Passage >>
------------------------------------------------

Thursday, 23 February 2017

Bunker Podcast and Article in Golf Course Industry Magazine


Last month I did a podcast and interview with Guy Cipriano of Golf Course Industry Magazine on bunkers. We touched on everything from design to maintenance in the podcast. The article addresses more maintenance issues and draws in a number of Golf Superintendents.

I think the podcast is worth a listen because a few thoughts question conventional thinking.

The article is here and is called; Bunker Mentality

The Podcast is here Tartan Talks #7 "Bunkers"





Sunday, 22 January 2017

5 Courses For The Rest of My Life - National Golf Links of America

I was asked by FriedEgg.com to pick 5 courses for the rest of my life.
Here is the piece: http://www.friedegg.co/golf-courses/january-ask-an-architect

  1. National Golf Links of America Southampton, NY. C.B. Macdonald
I’m a massive fan of golf architecture history and there is no better museum that the National Golf Links of America. Charles Blair Macdonald studied the classic holes of Great Britain extensively before creating his own adaptations of those holes at the National Golf Links of America. We know Macdonald famously said there are only four or five good holes in golf, but at The National he managed to create a magnificent collection where most of his templates exceed the quality of the original holes.

But what sets The National Golf Links of America apart from other great golf courses is it’s the ability to adapt. There are so many interesting and challenging pin positions on every green that a week spent playing the course will be a week playing entirely different approaches because of the intricacies of the greens. Some greens are so radically different, depending on pin locations that often players will need to come in from the opposite side of the fairway to have a sporting chance.

But the greatest joy lies in the style of play. Eventually we all begin to hit the ball shorter and lose the height from our shots. The joy of the National Golf Links of America is you can pretty much play along the ground all day and still do fine. In fact, I’d argue that you should on many holes regardless of skill that is a smarter play. No matter what skill level you have, the National accommodates all players and allows almost every playing option. For me, that equals fun.

If I could arrange one annual round anywhere, I'd fly to Long Island and play there over every course in the World. Yes before Cypress Point, Pine Valley, etc. It's that good and that much fun.

15th at NLGA, courtesy of Golf Tripper

Saturday, 21 January 2017

5 Courses For The Rest of My Life - Jasper Park


    2. Jasper Park, Alberta, Canada. Stanley Thompson, 1925
In Jasper, Stanley Thompson inherited a marvelous piece of land from the Canadian National Railway. The site had wonderful rolling terrain which got progressively stronger the closer you were to the mountains. The heart of the property contained a beautiful glacial lake that could be incorporated into the golf course, but the vast majority of its shoreline had to be left for the lodges. The routing stays mostly on the softer undulations, but it does venture down into a lower valley and right up to mountains a few times during the round for drama. What’s most memorable about the routing is the way Stanley managed to line up all 18 holes with 18 different mountain peaks.

------------------------------------------------

Work to do >>
**1)** Decide whether each statement agrees with the golf blog: (a) The podcast and interview on bunkers were done with Guy Cipriano. (b) Stanley Thompson designed Jasper Park in 1935. (c) Most of the glacial lake's shoreline went into the golf course. Answer yes or no for each and quote the words of the golf blog that settle it.
**2)** According to the golf blog, what did Stanley Thompson line up all 18 holes at Jasper Park with?
**3)** Write out the stretch of the golf blog from "I was asked" through "the original holes." word for word.

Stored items
------------------------------------------------

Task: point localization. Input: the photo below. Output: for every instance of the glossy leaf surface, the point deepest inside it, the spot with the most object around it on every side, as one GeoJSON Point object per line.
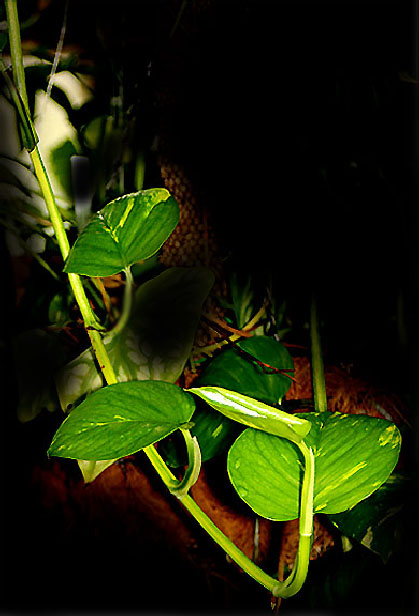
{"type": "Point", "coordinates": [127, 230]}
{"type": "Point", "coordinates": [354, 455]}
{"type": "Point", "coordinates": [235, 371]}
{"type": "Point", "coordinates": [251, 412]}
{"type": "Point", "coordinates": [121, 419]}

------------------------------------------------

Task results >>
**1)**
(a) Yes: "Last month I did a podcast and interview with Guy Cipriano of Golf Course Industry Magazine on bunkers."
(b) No: "Jasper Park, Alberta, Canada. Stanley Thompson, 1925"
(c) No: "but the vast majority of its shoreline had to be left for the lodges."

**2)** 18 different mountain peaks.

**3)**
I was asked by FriedEgg.com to pick 5 courses for the rest of my life.
Here is the piece: http://www.friedegg.co/golf-courses/january-ask-an-architect

  1. National Golf Links of America Southampton, NY. C.B. Macdonald
I’m a massive fan of golf architecture history and there is no better museum that the National Golf Links of America. Charles Blair Macdonald studied the classic holes of Great Britain extensively before creating his own adaptations of those holes at the National Golf Links of America. We know Macdonald famously said there are only four or five good holes in golf, but at The National he managed to create a magnificent collection where most of his templates exceed the quality of the original holes.